_COMPLETE THE FOLLOWING_:
1. Answer these questions about The Challenge:
(a) How many jobs are open across the country?
(b) What does Edward Gordon focus on?
(c) Which nation was the first to institute compulsory tax-supported public education?
2. Can you reproduce, word for word, the part of The Challenge that opens with the words containing "The Challenge" and closes with "across the country."?

_EXCERPT_:
————
The Challenge

We are getting close to being in a position of complete saturation in the jobs market. We now have more jobs open than we have workers looking for a job. That has not happened for a long time.

We now have over 6,000,000 jobs open across the country.

The most recent Gordon report, from Edward Gordon, one of our colleagues who focuses on training and education, said:

“Today is a watershed era similar to the Industrial Revolution of the late 19th and early 20th centuries. Then new methods of production required more educated workers. The factory system and the consequent growth of American cities sparked the development of public schooling at the local levels, that in turn led to the passing of compulsory schooling laws at the state level. The United States was the first nation in the world to institute compulsory tax-supported public education, and it was a key component in the economic and industrial expansion of the United States. It was history’s first comprehensive education-to employment system.
————
_DATASET_:

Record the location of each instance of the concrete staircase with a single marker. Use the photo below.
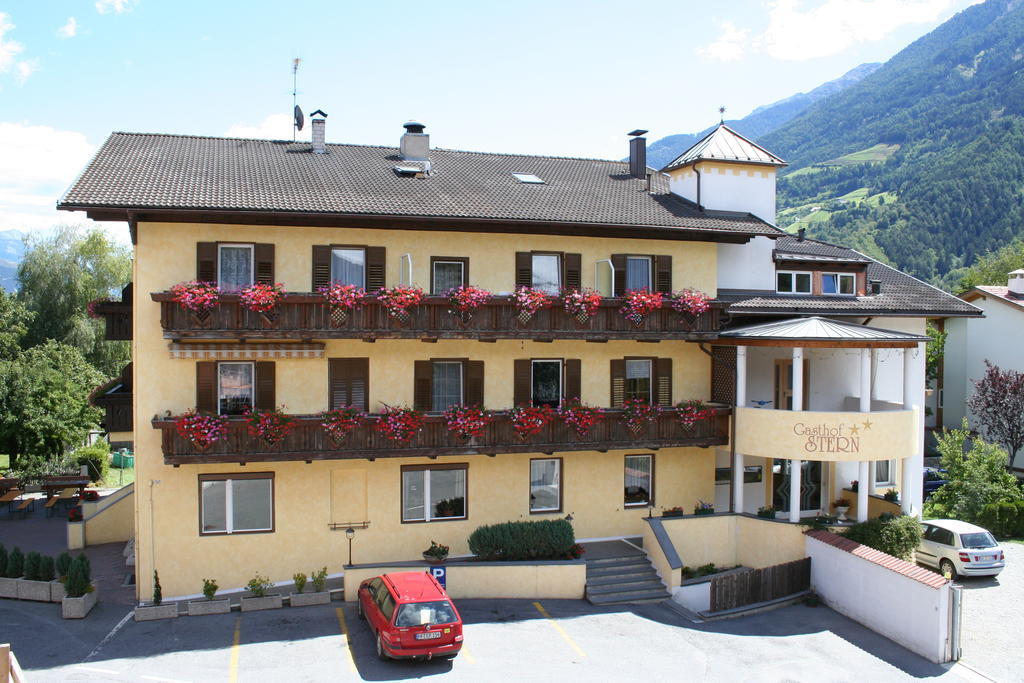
(626, 578)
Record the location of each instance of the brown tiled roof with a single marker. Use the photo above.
(908, 569)
(152, 172)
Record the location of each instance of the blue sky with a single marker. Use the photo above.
(558, 78)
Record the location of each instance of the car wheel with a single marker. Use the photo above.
(947, 569)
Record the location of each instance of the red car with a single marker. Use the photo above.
(411, 615)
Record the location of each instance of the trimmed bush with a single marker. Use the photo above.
(549, 540)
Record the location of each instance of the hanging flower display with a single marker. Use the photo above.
(579, 416)
(399, 424)
(528, 301)
(340, 421)
(398, 299)
(196, 296)
(691, 412)
(202, 430)
(529, 420)
(467, 421)
(582, 303)
(639, 414)
(639, 304)
(270, 425)
(691, 302)
(261, 297)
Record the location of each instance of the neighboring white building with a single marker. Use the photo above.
(970, 343)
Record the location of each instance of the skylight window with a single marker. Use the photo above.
(527, 177)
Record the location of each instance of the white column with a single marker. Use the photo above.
(737, 459)
(798, 404)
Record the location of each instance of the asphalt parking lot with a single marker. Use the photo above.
(505, 640)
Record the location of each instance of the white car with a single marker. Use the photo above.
(958, 549)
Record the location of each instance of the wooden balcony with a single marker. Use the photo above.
(309, 441)
(308, 316)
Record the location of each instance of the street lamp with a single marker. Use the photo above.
(349, 534)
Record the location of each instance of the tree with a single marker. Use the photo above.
(44, 400)
(997, 406)
(57, 279)
(976, 478)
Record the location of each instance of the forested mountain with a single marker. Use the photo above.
(761, 121)
(921, 163)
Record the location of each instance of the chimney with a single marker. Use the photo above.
(1016, 283)
(638, 154)
(415, 144)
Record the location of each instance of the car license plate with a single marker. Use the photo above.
(428, 635)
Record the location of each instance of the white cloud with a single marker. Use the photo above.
(70, 29)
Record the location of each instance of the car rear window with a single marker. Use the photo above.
(978, 540)
(421, 613)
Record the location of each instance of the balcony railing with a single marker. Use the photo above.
(308, 440)
(307, 315)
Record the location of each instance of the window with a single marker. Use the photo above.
(236, 266)
(431, 493)
(639, 477)
(348, 266)
(638, 272)
(547, 273)
(236, 504)
(235, 387)
(546, 484)
(638, 380)
(838, 283)
(546, 382)
(787, 282)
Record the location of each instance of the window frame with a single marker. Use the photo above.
(228, 512)
(426, 493)
(561, 483)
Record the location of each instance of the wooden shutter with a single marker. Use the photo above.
(423, 385)
(322, 266)
(348, 383)
(619, 274)
(376, 273)
(473, 377)
(662, 390)
(571, 271)
(263, 266)
(571, 379)
(523, 268)
(206, 261)
(663, 274)
(206, 387)
(266, 395)
(522, 387)
(617, 382)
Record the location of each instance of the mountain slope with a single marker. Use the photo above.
(762, 120)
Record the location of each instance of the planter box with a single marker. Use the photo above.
(201, 607)
(34, 590)
(268, 602)
(152, 612)
(306, 599)
(79, 607)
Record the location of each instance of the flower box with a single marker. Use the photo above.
(202, 607)
(306, 599)
(266, 602)
(79, 607)
(153, 612)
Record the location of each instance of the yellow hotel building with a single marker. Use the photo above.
(810, 355)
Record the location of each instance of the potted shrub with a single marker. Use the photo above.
(80, 595)
(208, 605)
(157, 609)
(258, 586)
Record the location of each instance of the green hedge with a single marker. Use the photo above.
(523, 541)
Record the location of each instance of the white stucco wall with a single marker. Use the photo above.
(905, 610)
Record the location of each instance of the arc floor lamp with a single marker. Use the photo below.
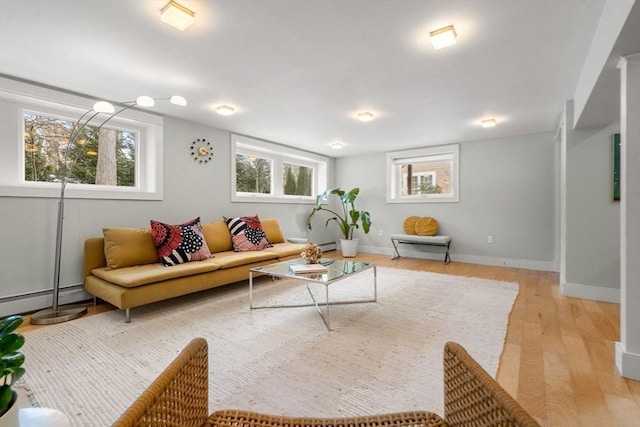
(90, 119)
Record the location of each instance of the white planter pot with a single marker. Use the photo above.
(10, 418)
(349, 247)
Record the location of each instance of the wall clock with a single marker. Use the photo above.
(201, 150)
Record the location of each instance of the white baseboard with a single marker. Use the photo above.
(438, 254)
(628, 363)
(596, 293)
(40, 300)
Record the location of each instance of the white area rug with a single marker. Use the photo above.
(381, 357)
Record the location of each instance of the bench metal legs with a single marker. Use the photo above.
(396, 253)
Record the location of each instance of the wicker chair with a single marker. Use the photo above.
(179, 397)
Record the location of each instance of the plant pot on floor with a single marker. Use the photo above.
(349, 247)
(10, 417)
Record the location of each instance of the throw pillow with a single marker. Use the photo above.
(177, 244)
(247, 233)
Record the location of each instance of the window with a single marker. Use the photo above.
(424, 175)
(267, 172)
(103, 156)
(121, 160)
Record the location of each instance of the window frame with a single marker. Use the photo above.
(279, 154)
(396, 159)
(16, 98)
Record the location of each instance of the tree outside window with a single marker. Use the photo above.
(253, 174)
(106, 157)
(297, 180)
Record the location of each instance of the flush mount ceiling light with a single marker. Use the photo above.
(365, 116)
(177, 16)
(145, 101)
(178, 100)
(443, 37)
(225, 110)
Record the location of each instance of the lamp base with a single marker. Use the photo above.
(61, 314)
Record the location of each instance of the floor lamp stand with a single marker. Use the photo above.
(58, 314)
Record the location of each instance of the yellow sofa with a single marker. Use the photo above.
(123, 269)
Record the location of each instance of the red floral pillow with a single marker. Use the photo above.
(177, 244)
(247, 233)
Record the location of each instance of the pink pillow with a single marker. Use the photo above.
(177, 244)
(247, 233)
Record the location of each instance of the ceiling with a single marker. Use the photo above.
(297, 72)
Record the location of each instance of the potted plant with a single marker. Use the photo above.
(348, 218)
(11, 369)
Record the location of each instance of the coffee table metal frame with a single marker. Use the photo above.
(337, 270)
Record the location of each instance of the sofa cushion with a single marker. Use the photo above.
(286, 249)
(272, 229)
(233, 259)
(139, 275)
(217, 236)
(247, 233)
(124, 247)
(177, 244)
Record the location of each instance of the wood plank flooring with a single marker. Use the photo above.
(558, 357)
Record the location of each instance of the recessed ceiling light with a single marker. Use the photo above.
(177, 16)
(145, 101)
(225, 110)
(443, 37)
(365, 116)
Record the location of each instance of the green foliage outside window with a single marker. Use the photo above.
(253, 174)
(297, 180)
(46, 141)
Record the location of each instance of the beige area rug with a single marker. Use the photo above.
(381, 357)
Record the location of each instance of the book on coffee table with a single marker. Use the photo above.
(308, 268)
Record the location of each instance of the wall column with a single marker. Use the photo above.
(627, 350)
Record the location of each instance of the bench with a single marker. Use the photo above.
(412, 239)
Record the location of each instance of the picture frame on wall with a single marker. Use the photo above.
(616, 166)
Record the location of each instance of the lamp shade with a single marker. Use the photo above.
(443, 37)
(177, 16)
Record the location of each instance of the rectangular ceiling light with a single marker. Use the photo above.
(443, 37)
(177, 16)
(488, 123)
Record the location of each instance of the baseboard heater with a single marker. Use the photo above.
(329, 246)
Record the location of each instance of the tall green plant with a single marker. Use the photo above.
(349, 218)
(11, 359)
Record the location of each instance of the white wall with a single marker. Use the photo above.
(592, 267)
(507, 189)
(27, 225)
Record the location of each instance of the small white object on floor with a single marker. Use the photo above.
(297, 239)
(42, 417)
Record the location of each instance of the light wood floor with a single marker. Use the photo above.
(558, 355)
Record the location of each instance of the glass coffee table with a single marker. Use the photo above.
(337, 270)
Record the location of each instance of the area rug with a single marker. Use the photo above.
(380, 357)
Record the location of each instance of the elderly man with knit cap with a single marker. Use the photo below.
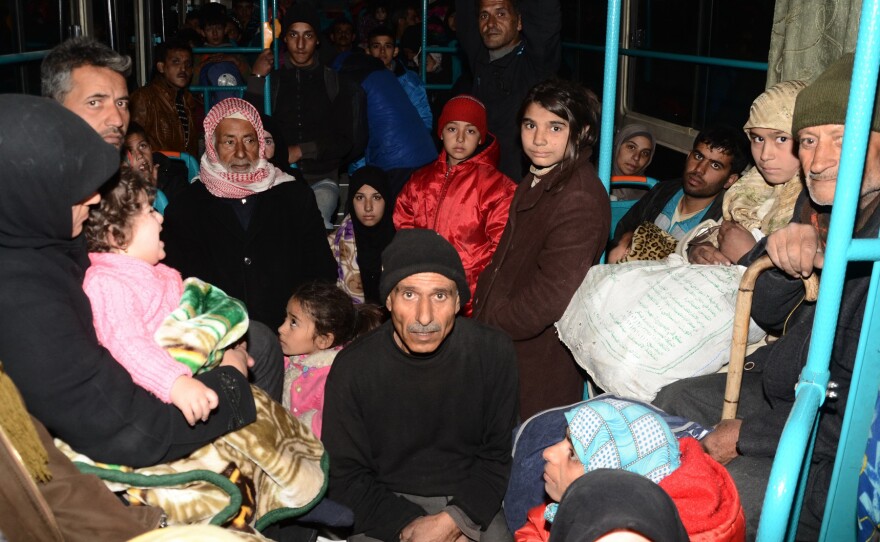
(747, 445)
(246, 226)
(418, 415)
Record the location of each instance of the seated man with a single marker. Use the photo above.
(48, 346)
(246, 226)
(748, 444)
(418, 415)
(168, 111)
(719, 155)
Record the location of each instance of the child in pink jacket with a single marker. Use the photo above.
(320, 319)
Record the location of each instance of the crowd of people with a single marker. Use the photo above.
(417, 334)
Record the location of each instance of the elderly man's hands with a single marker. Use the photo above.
(434, 528)
(797, 249)
(734, 241)
(721, 443)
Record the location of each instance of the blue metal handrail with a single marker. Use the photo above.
(787, 473)
(692, 59)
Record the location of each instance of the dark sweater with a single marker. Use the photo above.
(430, 425)
(651, 205)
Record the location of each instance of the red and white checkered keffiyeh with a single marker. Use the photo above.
(216, 178)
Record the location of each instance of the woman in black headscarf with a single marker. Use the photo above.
(364, 233)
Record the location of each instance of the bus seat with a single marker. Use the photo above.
(619, 208)
(192, 165)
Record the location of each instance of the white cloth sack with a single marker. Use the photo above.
(638, 326)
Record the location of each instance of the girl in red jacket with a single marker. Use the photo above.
(462, 195)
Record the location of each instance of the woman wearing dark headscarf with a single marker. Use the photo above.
(607, 501)
(364, 233)
(47, 340)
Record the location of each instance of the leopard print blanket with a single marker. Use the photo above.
(276, 462)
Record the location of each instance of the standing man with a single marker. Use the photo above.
(88, 78)
(747, 445)
(319, 111)
(511, 45)
(418, 415)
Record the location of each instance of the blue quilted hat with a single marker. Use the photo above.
(616, 434)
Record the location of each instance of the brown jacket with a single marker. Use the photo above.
(555, 232)
(153, 108)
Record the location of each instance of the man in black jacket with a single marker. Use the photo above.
(511, 46)
(418, 415)
(321, 113)
(748, 444)
(719, 156)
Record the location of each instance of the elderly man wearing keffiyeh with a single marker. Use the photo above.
(246, 226)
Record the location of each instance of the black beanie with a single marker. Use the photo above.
(824, 101)
(421, 251)
(301, 12)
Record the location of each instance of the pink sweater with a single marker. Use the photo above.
(130, 299)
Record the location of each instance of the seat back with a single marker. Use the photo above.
(192, 165)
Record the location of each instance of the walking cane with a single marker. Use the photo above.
(741, 329)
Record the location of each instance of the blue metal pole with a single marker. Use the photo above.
(609, 92)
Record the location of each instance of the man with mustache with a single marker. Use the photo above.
(511, 45)
(246, 226)
(718, 157)
(747, 445)
(88, 78)
(418, 415)
(168, 111)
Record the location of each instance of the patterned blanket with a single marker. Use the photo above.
(275, 466)
(272, 469)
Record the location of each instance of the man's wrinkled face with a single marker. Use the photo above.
(499, 23)
(819, 149)
(301, 41)
(99, 96)
(177, 68)
(237, 145)
(423, 308)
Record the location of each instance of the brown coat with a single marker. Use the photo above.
(555, 232)
(153, 108)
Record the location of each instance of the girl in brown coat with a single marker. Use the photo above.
(557, 228)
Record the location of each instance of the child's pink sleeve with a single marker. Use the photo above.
(120, 324)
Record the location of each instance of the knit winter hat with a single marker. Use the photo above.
(774, 108)
(301, 12)
(616, 434)
(464, 108)
(824, 101)
(421, 251)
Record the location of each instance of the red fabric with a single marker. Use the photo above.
(536, 528)
(464, 108)
(705, 496)
(702, 491)
(467, 204)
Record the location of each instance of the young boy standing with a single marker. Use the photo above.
(462, 195)
(168, 111)
(381, 45)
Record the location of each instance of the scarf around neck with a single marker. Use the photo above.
(217, 179)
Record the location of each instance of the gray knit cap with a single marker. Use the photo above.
(421, 251)
(824, 101)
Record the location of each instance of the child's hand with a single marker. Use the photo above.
(193, 398)
(622, 248)
(238, 357)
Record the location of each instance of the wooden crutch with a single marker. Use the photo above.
(741, 329)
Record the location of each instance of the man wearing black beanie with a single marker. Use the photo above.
(418, 415)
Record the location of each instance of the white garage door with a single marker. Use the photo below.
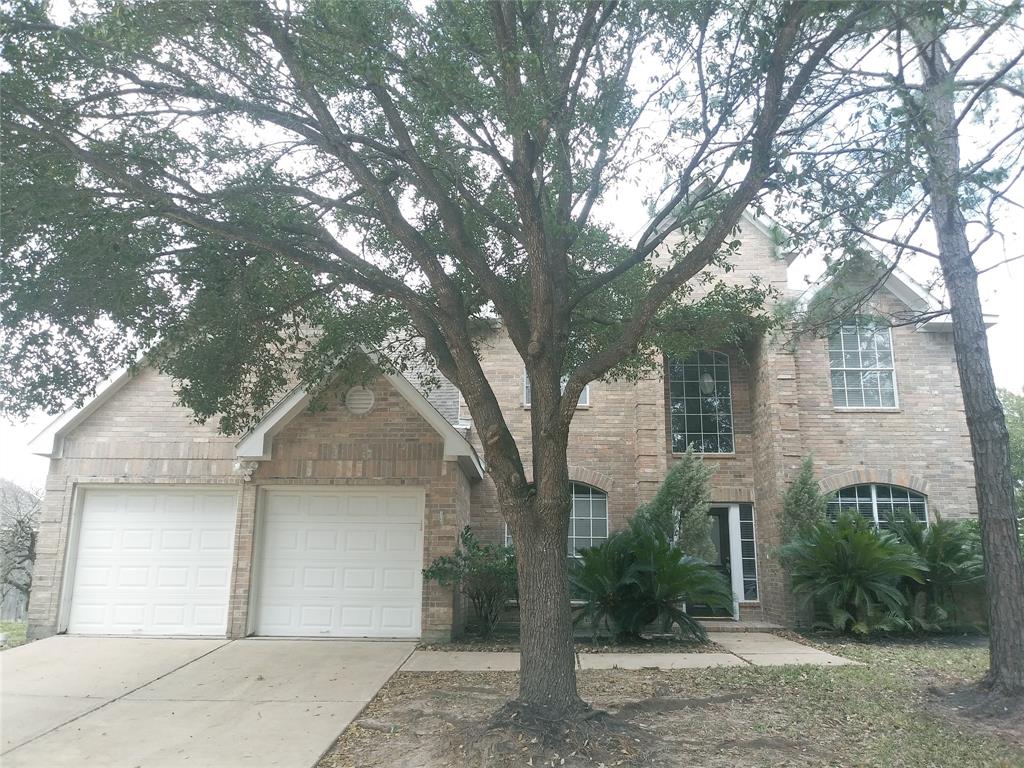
(154, 561)
(340, 563)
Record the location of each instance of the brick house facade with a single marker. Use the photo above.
(307, 494)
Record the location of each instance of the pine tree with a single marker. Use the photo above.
(680, 507)
(804, 503)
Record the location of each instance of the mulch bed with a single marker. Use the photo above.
(900, 708)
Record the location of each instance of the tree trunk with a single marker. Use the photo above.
(547, 675)
(985, 421)
(990, 446)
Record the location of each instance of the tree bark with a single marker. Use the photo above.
(985, 420)
(547, 674)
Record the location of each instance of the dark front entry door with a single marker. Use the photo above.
(721, 561)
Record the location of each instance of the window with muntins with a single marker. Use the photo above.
(584, 400)
(749, 552)
(860, 358)
(588, 521)
(879, 503)
(700, 403)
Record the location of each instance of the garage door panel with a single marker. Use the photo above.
(156, 563)
(352, 573)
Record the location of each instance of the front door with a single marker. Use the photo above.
(721, 560)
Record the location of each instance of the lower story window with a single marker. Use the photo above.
(879, 503)
(588, 519)
(748, 552)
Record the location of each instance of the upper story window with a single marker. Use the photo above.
(588, 519)
(860, 355)
(584, 400)
(700, 403)
(879, 503)
(589, 523)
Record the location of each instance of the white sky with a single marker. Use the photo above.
(1003, 294)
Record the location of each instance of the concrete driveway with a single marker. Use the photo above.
(153, 702)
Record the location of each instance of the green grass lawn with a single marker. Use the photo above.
(14, 632)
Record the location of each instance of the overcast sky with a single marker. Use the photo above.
(1001, 288)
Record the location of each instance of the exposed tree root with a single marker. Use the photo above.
(592, 734)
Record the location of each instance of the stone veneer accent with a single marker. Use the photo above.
(621, 443)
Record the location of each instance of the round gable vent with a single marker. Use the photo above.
(359, 400)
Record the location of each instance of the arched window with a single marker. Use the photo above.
(700, 402)
(879, 503)
(589, 521)
(860, 358)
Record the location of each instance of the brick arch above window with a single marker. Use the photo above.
(863, 475)
(591, 477)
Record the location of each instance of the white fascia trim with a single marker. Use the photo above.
(945, 323)
(256, 444)
(898, 283)
(456, 446)
(49, 442)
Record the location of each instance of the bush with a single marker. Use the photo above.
(950, 551)
(804, 503)
(680, 508)
(484, 573)
(852, 574)
(637, 577)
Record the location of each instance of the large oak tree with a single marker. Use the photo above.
(206, 182)
(925, 160)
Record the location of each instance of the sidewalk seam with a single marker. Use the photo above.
(118, 698)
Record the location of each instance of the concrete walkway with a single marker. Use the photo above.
(136, 702)
(744, 648)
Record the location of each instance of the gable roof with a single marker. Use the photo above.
(255, 444)
(49, 441)
(899, 283)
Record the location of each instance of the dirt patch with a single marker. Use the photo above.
(973, 707)
(652, 645)
(882, 714)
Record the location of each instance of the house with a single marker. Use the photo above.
(317, 523)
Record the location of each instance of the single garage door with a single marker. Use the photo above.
(153, 561)
(340, 563)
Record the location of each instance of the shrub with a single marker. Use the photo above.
(680, 508)
(950, 551)
(851, 574)
(484, 573)
(804, 503)
(637, 578)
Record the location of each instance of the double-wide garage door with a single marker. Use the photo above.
(334, 562)
(153, 561)
(340, 563)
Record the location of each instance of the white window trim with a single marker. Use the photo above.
(875, 501)
(607, 518)
(732, 413)
(884, 409)
(583, 402)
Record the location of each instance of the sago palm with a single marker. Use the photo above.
(852, 573)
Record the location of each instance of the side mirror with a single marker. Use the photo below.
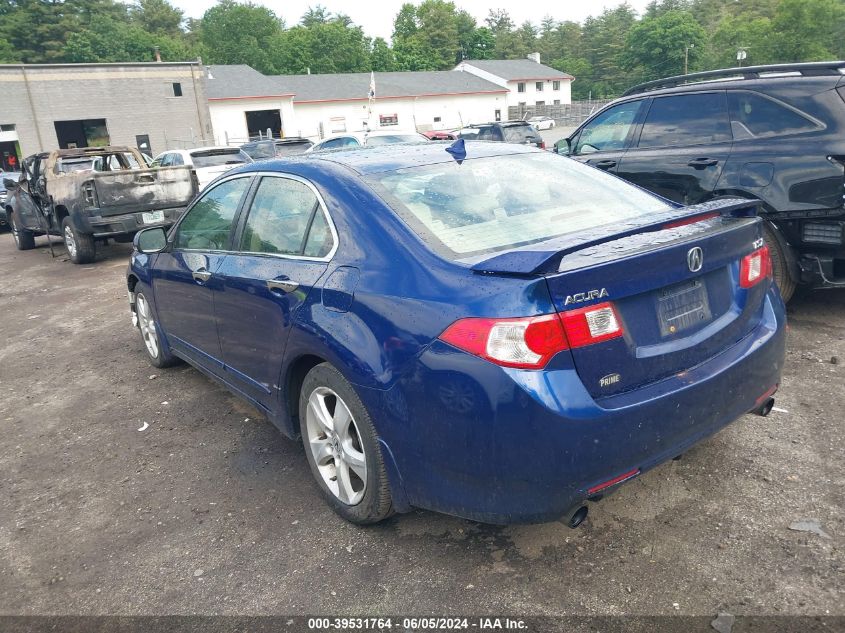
(151, 240)
(563, 147)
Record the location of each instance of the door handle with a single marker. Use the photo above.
(283, 285)
(701, 163)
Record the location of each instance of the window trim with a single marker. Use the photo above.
(243, 215)
(171, 236)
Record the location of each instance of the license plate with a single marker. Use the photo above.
(151, 217)
(683, 306)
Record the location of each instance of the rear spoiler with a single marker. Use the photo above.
(544, 257)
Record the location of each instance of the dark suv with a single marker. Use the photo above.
(775, 133)
(520, 132)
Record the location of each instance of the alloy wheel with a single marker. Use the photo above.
(336, 446)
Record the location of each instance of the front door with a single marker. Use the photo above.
(186, 274)
(602, 142)
(284, 245)
(683, 146)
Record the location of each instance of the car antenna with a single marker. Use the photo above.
(458, 150)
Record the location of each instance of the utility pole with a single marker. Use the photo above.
(686, 57)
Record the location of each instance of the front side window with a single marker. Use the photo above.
(686, 120)
(609, 130)
(286, 219)
(485, 205)
(755, 116)
(208, 224)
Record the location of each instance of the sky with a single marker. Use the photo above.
(376, 18)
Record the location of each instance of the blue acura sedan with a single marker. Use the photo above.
(493, 332)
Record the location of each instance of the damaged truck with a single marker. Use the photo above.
(93, 194)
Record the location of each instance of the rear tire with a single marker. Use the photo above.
(80, 246)
(342, 447)
(24, 240)
(781, 260)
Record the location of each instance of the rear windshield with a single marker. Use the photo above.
(218, 157)
(485, 205)
(393, 138)
(516, 133)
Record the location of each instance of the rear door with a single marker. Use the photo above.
(603, 141)
(185, 276)
(283, 248)
(682, 148)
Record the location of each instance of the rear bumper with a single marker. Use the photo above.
(124, 224)
(509, 446)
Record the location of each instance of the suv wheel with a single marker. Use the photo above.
(24, 240)
(780, 263)
(342, 447)
(80, 246)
————
_SOLUTIONS TO EACH TASK_:
1.
(a) Over 6,000,000.
(b) Training and education.
(c) The United States.

2.
The Challenge

We are getting close to being in a position of complete saturation in the jobs market. We now have more jobs open than we have workers looking for a job. That has not happened for a long time.

We now have over 6,000,000 jobs open across the country.